Both the line containing "Target: bird's head" and the line containing "Indicate the foliage" belong to the span. Output exactly that span from the listing below, and nothing outside it.
──────────
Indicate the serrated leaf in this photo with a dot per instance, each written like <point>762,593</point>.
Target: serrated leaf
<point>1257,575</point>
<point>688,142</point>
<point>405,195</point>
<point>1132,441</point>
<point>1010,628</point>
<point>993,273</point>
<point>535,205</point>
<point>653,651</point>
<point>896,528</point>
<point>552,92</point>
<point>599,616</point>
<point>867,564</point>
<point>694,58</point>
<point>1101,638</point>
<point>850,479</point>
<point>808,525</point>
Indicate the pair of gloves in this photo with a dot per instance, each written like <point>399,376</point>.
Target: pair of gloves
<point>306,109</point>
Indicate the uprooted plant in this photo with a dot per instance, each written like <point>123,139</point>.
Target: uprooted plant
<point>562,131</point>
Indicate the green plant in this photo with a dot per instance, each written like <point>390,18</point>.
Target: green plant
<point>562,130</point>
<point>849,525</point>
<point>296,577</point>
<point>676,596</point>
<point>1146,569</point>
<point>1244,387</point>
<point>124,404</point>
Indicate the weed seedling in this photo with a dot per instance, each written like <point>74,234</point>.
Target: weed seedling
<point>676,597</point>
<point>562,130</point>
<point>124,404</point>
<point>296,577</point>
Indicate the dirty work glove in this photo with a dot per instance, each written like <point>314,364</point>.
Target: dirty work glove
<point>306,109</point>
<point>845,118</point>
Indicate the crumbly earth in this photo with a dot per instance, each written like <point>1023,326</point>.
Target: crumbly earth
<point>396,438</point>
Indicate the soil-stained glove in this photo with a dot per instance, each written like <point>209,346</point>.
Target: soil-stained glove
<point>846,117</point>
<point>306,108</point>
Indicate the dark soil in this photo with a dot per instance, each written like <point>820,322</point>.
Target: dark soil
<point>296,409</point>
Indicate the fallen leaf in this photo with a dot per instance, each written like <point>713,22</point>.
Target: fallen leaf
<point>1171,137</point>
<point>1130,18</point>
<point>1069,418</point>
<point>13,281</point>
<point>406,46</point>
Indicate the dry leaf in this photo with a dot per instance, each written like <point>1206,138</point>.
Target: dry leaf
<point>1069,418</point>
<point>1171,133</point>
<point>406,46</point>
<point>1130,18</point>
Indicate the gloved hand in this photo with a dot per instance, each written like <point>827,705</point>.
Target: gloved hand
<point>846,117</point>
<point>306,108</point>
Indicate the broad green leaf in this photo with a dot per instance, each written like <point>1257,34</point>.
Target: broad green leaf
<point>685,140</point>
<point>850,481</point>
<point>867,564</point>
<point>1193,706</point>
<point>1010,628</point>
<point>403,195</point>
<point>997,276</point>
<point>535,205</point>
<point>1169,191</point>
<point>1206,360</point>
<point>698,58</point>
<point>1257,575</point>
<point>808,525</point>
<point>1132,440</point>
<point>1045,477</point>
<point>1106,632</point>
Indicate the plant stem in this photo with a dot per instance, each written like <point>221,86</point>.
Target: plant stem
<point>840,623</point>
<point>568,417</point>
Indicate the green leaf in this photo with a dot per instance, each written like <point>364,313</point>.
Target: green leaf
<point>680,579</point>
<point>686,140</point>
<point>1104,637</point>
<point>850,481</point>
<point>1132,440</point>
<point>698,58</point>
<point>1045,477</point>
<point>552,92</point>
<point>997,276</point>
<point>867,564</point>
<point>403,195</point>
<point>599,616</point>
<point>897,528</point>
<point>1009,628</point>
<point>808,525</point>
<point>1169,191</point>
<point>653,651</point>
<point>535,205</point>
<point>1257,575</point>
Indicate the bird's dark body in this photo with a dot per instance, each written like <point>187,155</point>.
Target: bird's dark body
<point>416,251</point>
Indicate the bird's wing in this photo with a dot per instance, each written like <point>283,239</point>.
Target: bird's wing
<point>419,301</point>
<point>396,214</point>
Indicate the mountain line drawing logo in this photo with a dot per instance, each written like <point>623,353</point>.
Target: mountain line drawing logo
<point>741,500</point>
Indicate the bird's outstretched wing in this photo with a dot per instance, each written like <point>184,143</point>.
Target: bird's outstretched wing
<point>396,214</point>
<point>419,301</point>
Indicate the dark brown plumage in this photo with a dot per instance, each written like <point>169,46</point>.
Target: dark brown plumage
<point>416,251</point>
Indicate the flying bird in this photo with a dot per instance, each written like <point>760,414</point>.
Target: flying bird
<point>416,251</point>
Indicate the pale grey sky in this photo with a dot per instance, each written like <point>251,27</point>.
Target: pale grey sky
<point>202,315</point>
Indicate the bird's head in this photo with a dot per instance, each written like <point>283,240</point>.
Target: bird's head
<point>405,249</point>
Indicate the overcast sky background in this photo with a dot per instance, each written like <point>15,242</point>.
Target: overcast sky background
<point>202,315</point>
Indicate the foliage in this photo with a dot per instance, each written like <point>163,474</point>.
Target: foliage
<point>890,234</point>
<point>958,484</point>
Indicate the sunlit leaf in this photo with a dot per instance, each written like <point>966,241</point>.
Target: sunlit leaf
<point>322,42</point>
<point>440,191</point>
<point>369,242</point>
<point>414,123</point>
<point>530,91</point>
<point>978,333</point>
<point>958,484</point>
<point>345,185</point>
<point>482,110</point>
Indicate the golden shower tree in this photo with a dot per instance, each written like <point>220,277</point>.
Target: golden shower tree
──────────
* _RESPONSE TO THIS TASK_:
Target: bird's head
<point>405,249</point>
Indicate the overcast sky background in this photo with a dot per instance, each written like <point>15,242</point>.
Target: overcast sky background
<point>202,315</point>
Indicate the foliage in this photo with a dot per instance, each written like <point>163,474</point>.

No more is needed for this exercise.